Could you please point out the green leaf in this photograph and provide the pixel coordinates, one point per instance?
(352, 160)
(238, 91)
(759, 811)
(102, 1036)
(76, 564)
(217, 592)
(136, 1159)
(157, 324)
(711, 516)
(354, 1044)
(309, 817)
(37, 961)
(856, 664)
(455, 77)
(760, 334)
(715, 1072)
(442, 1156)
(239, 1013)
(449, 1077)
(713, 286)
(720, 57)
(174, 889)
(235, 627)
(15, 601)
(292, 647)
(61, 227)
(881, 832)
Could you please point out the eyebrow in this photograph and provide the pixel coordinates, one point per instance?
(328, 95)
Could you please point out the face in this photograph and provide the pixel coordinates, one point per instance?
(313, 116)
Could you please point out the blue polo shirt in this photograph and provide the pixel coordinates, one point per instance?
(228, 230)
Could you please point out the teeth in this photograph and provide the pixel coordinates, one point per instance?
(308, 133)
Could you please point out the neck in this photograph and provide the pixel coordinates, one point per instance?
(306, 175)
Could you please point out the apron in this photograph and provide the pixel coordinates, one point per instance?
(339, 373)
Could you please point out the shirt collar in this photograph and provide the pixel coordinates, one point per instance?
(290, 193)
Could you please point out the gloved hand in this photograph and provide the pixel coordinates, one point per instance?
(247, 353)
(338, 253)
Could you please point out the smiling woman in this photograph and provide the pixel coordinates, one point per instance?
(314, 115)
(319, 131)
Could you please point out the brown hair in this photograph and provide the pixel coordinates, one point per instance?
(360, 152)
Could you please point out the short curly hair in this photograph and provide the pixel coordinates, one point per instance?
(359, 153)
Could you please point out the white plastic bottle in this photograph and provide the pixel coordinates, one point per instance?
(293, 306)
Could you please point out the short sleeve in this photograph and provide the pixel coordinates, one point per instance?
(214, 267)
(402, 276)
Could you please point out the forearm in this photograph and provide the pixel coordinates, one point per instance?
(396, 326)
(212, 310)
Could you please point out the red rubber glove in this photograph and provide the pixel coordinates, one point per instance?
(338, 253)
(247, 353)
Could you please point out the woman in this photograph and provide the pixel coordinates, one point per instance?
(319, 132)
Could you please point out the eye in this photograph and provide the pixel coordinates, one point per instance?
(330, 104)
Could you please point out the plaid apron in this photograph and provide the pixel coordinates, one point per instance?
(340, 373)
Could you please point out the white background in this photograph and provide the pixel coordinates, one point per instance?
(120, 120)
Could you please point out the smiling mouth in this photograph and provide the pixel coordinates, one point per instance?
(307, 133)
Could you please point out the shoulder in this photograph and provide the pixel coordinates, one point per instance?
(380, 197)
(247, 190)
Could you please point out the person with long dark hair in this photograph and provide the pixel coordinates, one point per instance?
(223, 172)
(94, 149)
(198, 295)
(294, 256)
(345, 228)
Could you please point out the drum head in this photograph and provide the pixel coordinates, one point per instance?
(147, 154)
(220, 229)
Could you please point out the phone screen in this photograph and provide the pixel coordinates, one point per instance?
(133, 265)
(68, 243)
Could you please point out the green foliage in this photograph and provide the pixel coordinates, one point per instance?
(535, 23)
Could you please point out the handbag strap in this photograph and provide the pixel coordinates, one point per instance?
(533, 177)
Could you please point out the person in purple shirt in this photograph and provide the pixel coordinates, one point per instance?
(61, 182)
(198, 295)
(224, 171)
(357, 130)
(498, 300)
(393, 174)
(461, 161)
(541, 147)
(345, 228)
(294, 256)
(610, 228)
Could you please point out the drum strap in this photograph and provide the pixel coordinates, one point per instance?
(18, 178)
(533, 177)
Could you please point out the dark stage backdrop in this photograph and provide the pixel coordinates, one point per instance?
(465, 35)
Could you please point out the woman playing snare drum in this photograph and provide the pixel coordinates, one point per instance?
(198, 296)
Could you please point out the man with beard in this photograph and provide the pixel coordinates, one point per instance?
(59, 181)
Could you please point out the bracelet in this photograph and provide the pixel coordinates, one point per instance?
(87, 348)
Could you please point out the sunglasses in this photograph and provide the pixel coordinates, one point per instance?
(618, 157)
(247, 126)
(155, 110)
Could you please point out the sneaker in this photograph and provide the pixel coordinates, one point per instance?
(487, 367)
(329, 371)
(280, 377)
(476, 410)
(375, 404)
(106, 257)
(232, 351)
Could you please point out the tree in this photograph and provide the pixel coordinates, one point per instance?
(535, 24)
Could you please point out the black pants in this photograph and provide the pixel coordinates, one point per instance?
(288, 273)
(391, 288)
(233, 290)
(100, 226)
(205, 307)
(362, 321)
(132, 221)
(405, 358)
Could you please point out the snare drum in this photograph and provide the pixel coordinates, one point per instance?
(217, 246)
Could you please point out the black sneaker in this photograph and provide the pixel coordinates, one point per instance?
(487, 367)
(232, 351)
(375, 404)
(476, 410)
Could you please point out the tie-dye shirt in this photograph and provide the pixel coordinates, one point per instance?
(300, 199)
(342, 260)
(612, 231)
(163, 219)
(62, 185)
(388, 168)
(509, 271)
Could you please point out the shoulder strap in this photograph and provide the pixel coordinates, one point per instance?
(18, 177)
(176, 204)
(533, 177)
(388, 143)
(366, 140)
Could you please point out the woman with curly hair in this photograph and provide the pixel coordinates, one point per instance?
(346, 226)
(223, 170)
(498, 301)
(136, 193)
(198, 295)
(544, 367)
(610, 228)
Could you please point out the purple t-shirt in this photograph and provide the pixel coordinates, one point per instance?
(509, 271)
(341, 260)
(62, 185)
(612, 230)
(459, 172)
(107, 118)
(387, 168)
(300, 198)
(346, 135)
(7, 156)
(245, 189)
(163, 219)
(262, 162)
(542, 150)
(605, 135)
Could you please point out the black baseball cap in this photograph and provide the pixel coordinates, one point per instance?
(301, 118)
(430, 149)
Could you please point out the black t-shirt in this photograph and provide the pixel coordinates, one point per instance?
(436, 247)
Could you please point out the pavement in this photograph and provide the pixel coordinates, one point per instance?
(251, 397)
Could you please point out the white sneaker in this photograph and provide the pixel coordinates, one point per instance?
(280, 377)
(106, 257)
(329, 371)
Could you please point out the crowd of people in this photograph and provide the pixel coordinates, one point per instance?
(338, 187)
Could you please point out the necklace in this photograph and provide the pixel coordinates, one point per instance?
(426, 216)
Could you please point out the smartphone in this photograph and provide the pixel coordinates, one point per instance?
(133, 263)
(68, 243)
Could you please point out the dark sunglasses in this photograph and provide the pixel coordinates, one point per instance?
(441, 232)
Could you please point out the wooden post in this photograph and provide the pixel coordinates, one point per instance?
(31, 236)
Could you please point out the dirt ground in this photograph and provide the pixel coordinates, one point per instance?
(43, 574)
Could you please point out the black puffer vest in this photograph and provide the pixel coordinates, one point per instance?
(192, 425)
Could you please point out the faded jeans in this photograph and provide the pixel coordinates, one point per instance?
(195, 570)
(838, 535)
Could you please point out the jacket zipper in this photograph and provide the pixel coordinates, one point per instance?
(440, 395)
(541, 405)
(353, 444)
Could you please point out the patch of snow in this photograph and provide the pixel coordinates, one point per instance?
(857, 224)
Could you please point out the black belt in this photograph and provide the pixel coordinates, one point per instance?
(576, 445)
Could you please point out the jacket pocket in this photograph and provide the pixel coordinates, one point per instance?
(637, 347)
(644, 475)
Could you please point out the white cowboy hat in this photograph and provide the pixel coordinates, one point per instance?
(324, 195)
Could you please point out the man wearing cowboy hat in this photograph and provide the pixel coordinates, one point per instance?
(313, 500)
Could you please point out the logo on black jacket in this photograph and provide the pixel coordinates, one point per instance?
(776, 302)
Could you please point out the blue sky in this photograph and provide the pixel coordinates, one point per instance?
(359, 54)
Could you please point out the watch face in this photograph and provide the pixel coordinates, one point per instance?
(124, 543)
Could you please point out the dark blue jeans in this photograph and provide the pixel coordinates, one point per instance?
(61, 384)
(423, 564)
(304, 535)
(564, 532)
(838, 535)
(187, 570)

EXERCISE BRIEF:
Reproduce verbatim the records from the line containing "Could you please point out the blue sky" through the final line of the records, including both of those lines.

WRITTEN ANSWER:
Could you please point out the blue sky in this photograph and provide the pixel coordinates, one point per instance?
(359, 54)
Could you please point out the watch face in this photograph and provide the pixel coordinates, one point per instance?
(124, 543)
Could you please point out the dark blue jeans in this photograph and provide the pixel coordinates, one point per instance?
(61, 384)
(423, 564)
(304, 535)
(564, 532)
(838, 535)
(187, 570)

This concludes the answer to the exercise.